Locate the line with "Please place a point on the wrought" in the material. Copy that line and each one after it, through the last, exactly and with nothing else.

--- BEGIN SUPPLIED RECORDS ---

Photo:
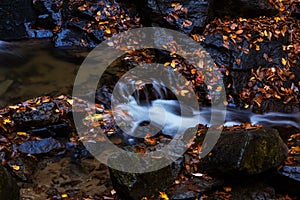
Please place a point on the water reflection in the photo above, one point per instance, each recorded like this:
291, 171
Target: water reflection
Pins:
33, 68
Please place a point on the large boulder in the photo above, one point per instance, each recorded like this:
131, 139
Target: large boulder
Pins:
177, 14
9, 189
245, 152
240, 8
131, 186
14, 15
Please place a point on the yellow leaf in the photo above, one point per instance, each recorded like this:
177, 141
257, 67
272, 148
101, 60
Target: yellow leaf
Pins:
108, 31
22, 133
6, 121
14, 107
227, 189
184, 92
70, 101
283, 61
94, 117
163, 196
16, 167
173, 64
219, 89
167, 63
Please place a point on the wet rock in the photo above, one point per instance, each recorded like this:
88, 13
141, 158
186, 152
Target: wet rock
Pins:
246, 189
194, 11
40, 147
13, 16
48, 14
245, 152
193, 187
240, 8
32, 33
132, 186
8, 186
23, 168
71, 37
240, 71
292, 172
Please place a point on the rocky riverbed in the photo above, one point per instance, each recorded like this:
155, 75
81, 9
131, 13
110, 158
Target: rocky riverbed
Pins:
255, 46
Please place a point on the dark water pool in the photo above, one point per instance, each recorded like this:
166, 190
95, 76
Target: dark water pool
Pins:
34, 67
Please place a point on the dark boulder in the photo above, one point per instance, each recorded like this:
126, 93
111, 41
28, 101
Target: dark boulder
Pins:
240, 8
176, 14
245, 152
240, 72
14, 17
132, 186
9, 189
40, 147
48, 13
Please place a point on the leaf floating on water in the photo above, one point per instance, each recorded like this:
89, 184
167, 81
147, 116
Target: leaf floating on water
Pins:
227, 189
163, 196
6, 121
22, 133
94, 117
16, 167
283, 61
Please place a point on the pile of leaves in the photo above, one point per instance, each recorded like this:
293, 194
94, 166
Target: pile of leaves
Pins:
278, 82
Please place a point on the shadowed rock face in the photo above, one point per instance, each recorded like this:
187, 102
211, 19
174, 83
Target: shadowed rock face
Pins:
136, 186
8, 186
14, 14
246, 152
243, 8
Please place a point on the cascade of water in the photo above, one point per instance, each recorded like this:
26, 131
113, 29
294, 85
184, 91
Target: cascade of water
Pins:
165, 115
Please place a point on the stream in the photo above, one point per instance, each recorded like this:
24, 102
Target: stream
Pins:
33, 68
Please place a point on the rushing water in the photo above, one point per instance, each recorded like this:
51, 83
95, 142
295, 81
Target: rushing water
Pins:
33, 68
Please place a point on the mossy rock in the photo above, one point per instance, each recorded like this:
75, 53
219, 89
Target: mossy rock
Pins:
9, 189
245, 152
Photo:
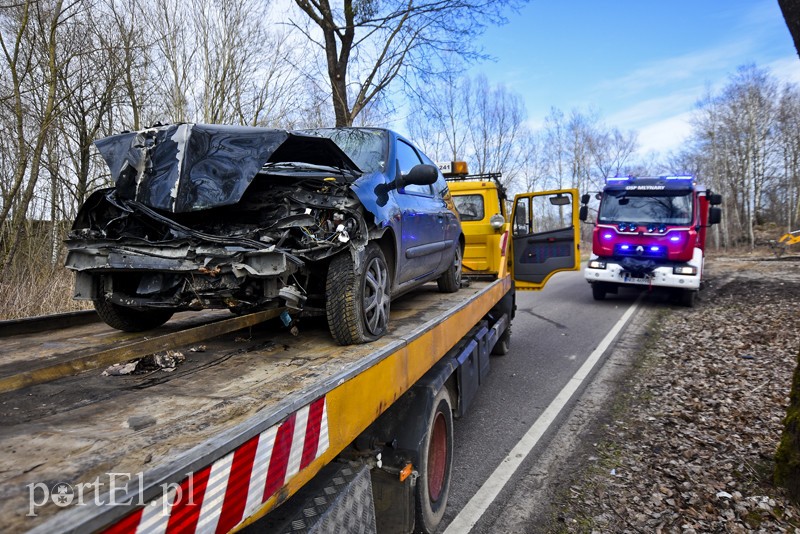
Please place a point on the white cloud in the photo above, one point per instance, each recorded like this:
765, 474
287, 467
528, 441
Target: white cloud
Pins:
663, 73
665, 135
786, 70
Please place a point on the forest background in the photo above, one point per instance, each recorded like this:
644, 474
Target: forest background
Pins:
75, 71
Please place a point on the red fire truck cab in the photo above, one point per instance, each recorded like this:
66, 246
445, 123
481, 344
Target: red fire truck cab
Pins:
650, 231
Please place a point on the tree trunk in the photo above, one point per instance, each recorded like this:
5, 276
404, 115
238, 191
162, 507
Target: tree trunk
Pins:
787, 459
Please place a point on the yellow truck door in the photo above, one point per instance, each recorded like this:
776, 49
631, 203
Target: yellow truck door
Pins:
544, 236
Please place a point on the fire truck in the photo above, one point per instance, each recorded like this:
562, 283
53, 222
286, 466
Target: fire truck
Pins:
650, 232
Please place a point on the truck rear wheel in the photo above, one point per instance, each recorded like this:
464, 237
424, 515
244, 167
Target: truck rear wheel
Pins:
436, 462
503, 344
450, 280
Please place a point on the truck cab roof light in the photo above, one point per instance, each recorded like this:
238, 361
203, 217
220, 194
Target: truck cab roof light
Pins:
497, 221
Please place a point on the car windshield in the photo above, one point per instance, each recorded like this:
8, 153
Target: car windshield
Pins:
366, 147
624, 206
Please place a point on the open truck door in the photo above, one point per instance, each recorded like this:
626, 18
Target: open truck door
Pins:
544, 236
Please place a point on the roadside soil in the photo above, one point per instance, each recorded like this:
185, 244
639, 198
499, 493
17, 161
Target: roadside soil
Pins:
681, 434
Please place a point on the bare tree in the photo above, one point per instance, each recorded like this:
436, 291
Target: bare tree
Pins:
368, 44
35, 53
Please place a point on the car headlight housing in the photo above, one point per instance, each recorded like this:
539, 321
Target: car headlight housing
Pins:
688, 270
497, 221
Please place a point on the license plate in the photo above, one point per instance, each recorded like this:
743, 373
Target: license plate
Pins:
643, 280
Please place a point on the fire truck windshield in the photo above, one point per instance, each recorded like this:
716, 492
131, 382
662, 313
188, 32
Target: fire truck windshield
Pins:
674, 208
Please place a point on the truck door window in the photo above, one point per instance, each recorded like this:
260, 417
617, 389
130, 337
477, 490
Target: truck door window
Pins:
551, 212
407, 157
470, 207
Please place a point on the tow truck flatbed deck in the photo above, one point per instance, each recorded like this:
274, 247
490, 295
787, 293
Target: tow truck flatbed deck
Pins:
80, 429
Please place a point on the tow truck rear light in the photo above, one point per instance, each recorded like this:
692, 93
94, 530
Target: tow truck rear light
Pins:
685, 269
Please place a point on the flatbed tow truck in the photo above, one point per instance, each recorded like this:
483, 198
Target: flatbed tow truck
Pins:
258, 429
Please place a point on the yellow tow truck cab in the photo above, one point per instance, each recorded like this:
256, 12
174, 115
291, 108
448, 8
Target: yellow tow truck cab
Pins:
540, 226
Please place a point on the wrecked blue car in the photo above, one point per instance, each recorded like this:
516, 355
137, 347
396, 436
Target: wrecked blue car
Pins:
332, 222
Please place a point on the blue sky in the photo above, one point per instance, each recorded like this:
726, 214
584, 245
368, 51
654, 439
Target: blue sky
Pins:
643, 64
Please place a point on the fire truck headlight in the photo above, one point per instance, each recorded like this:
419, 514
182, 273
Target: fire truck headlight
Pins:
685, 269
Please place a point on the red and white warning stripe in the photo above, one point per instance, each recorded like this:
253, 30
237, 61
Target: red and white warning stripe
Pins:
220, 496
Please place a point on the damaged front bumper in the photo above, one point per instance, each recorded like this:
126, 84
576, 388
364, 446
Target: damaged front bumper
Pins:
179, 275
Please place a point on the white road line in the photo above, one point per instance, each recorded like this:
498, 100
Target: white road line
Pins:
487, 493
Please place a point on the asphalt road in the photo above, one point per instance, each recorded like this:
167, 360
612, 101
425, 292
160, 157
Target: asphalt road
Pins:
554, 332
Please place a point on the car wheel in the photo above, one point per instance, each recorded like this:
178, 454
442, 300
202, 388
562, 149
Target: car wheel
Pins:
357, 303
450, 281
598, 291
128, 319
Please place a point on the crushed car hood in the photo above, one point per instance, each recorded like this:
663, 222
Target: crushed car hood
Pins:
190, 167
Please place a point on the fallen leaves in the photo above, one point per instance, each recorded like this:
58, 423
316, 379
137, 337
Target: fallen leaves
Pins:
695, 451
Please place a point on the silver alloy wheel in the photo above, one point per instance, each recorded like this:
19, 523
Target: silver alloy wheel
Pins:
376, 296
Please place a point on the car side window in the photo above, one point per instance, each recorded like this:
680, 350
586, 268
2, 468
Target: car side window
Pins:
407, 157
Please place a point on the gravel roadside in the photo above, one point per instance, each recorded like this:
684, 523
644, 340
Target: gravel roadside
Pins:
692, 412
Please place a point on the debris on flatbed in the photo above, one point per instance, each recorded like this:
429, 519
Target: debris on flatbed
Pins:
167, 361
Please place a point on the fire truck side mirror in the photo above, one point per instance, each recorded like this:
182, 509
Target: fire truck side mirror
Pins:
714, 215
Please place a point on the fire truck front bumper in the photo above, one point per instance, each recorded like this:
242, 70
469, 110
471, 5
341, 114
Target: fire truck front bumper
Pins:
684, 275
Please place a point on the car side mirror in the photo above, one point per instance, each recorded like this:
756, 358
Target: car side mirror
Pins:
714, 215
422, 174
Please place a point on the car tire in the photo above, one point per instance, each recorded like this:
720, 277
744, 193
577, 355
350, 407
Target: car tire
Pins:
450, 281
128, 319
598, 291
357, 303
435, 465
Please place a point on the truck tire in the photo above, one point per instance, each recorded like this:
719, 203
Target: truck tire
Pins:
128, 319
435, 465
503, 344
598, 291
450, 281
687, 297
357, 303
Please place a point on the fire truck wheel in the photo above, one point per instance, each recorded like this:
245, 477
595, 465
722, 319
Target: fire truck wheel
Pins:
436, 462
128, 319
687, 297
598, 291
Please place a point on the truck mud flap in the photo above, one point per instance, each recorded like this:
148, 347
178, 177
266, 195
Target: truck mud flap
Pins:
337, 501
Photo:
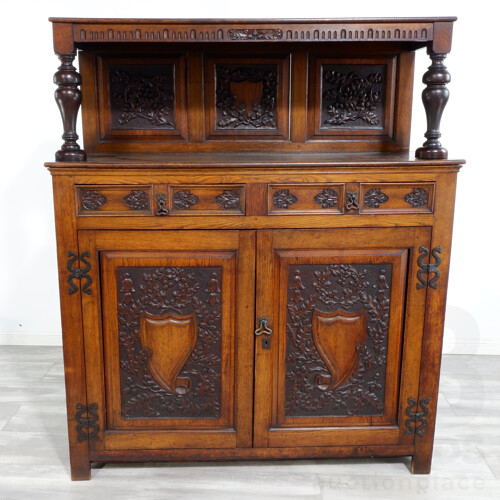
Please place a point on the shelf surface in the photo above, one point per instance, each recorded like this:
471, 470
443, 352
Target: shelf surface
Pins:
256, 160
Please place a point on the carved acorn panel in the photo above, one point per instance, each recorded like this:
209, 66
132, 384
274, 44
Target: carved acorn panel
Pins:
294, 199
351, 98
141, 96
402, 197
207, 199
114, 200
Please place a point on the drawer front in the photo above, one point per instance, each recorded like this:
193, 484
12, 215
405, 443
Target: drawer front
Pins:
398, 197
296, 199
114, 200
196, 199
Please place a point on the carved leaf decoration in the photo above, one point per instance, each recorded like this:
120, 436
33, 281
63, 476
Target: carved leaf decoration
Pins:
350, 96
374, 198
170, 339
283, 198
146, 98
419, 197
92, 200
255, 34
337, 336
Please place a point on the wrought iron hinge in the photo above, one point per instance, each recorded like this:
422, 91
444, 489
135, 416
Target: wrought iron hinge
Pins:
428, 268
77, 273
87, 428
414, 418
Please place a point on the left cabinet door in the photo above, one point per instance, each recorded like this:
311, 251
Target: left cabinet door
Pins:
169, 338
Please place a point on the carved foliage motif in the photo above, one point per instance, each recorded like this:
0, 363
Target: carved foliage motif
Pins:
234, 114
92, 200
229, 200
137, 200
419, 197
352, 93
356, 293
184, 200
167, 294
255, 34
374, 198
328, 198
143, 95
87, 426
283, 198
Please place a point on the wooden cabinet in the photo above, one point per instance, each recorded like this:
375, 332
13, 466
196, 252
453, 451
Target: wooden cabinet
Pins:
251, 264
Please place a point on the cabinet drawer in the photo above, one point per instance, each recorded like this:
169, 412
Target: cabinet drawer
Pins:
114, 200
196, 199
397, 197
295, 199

--- END SUPPLIED RECORDS ---

RESULT BELOW —
Please place a point on the wrought iron hinge in the photo above, one point per instance, each recorded like this:
422, 91
444, 489
135, 416
Target: wrought iron hinge
Pins:
428, 268
77, 273
87, 428
414, 418
Please place a point on the left cabinet door in the photo above, one point per instance, each recorded like this:
311, 251
Target: left cabinet door
Pins:
169, 338
Please place a point on the carved foliage motif in the photo above, one point per instance, each recorded like this:
0, 363
Target: carved foliage motif
Pins:
234, 114
92, 200
229, 200
137, 200
419, 197
352, 93
356, 293
184, 200
167, 294
255, 34
374, 198
328, 198
143, 95
87, 426
283, 198
Please place a point on the wooden cabinet in the photo above, one point per instance, each recorded like this:
375, 332
13, 466
196, 252
453, 451
Target: wooden cabinet
Pins:
251, 264
Please place a point on the cabinet drawer in the photo above, one point per instance, each recorded like this:
169, 412
Target: cabinet drawer
Pins:
114, 200
196, 199
397, 197
295, 199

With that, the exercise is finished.